Quote every line of the rows below word for word, leaving the pictures out of your answer.

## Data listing
------
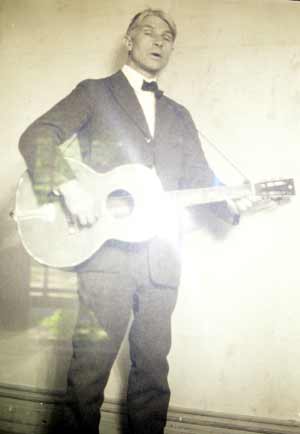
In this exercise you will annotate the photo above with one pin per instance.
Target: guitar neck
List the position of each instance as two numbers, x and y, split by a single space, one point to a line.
190 197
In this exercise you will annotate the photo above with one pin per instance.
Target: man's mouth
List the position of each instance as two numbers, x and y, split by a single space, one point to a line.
156 55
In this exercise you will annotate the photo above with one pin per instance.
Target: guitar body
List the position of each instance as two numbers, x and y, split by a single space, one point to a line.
------
## RESPONSE TO THIS EXERCISE
In this exercise you will annotate the photo above with one pin per instance.
Target: guitar neck
List the position of each instance as two numbers, x and y, split by a single space, one point to a line.
190 197
In this exercise you will annotate the photo above with one pin per instance.
Target: man's mouth
List the position of each instance as two numbers, x and y, split by a single space, one point to a line.
156 55
In this exercise you will annotate the photo above with one pin per instance.
Target: guitar body
List the position of each instance as two numbers, x and y, split by a single space, one point to a line.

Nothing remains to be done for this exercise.